## Your assignment:
The answer must consist of every line in the records below that contains the string "surface".

(Data Opens)

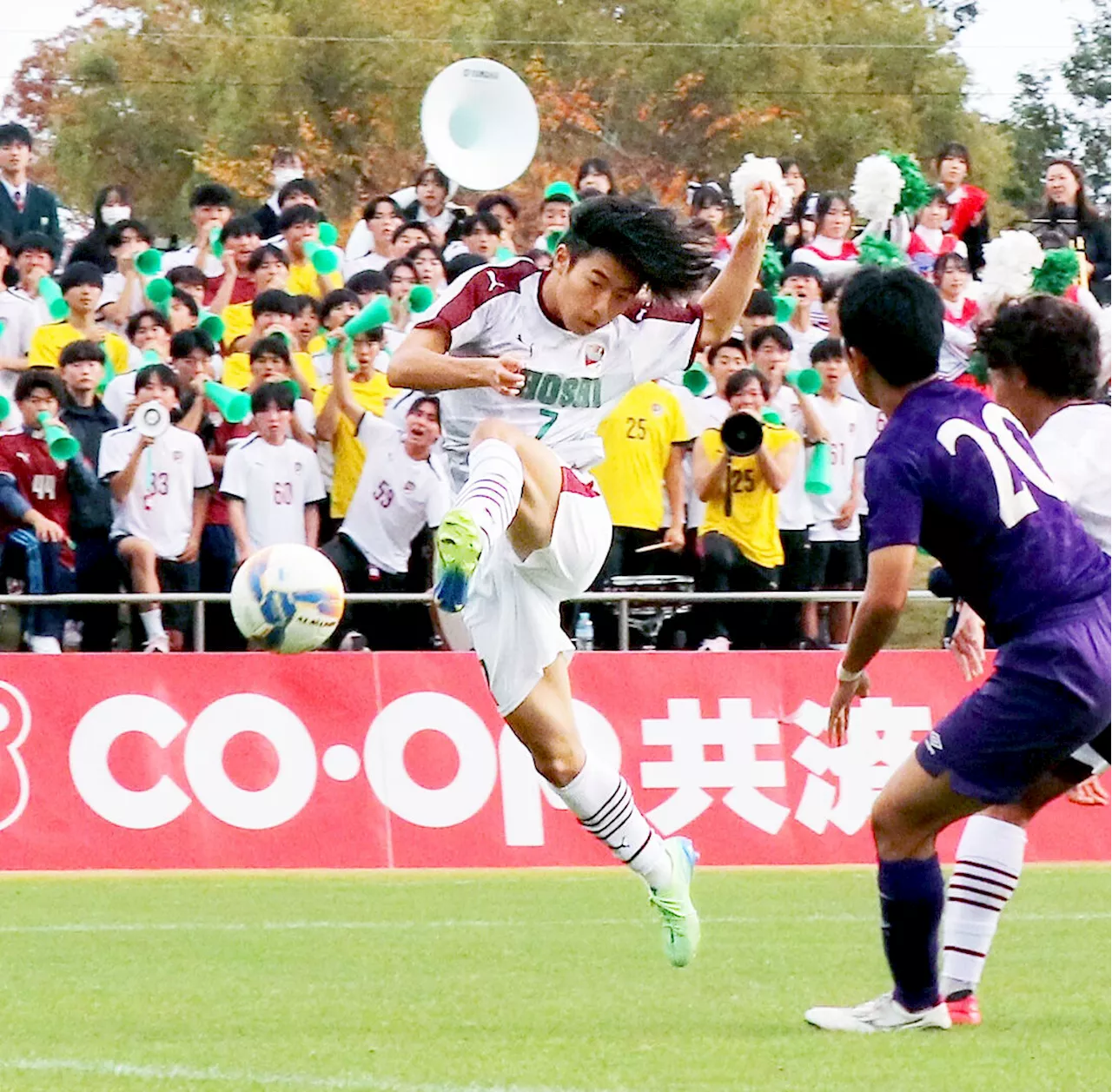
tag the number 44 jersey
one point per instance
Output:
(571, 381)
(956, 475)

(Data Closes)
(Data Opens)

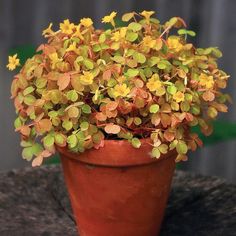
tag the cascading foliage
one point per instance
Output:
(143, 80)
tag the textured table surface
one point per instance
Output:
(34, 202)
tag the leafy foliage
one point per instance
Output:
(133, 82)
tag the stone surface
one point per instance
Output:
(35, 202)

(Data Closes)
(Data Opens)

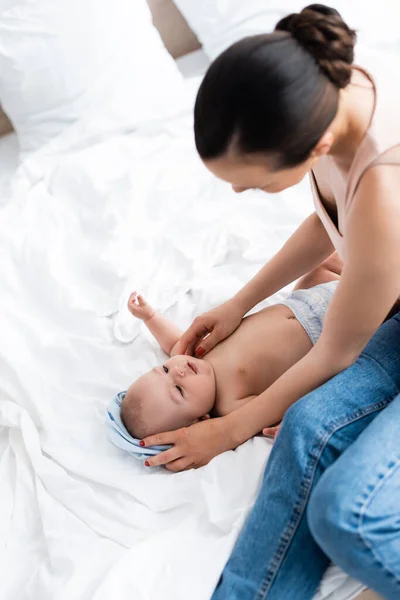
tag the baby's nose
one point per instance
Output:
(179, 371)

(Data Closes)

## Task solution:
tag the textured table surface
tag the stone surface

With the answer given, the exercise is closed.